TASK BRIEF
Reproduce each record below in full, word for word, without images.

Excerpts from a dataset
━━━━━━━━━━━━━━━━

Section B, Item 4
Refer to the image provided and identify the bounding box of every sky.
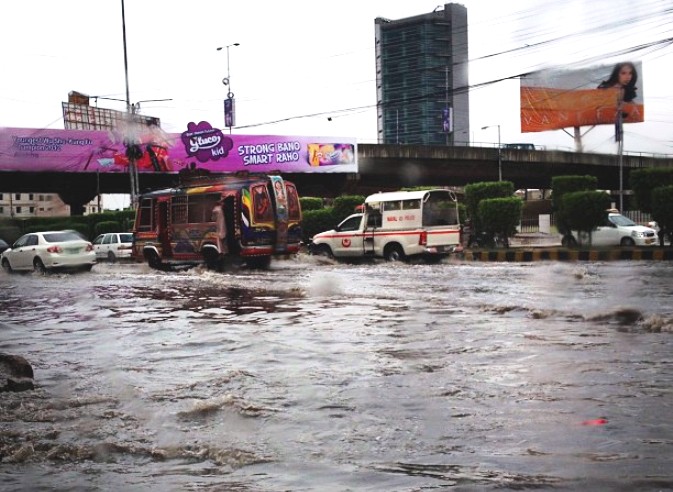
[2,1,673,209]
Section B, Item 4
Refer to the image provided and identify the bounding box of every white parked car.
[92,232,134,262]
[1,230,96,273]
[562,212,658,247]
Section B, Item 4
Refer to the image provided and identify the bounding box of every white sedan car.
[92,232,134,262]
[563,212,658,247]
[1,230,96,273]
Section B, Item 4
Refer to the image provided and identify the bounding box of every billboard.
[520,61,644,133]
[0,122,358,174]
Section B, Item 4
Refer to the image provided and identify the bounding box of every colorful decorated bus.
[132,171,302,270]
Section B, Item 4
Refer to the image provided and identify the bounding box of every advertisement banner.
[520,61,644,133]
[0,123,358,174]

━━━━━━━━━━━━━━━━

SOLUTION BELOW
Section B, Item 4
Refer to the image provided and identify the bounding box of every sky.
[2,1,673,209]
Section B, Item 4
Refer to the image provided and identify the bounding box of every white parked car.
[92,232,134,262]
[1,230,96,273]
[562,212,658,247]
Section B, Item 4
Refer to the image provided and identify the bounding box of every white sedan car.
[92,232,134,262]
[563,212,658,247]
[1,230,96,273]
Section B, Item 4
Refer to the image provided and identify the bounding box of every billboard.
[520,61,644,133]
[0,122,358,174]
Section B, Item 4
Refer to the image provided and identify the bounding box of every colorful decorated bus.
[132,171,302,270]
Section B, Item 4
Refer to the image provided and identify the bounding box of every advertisement banner.
[520,61,644,133]
[0,123,358,174]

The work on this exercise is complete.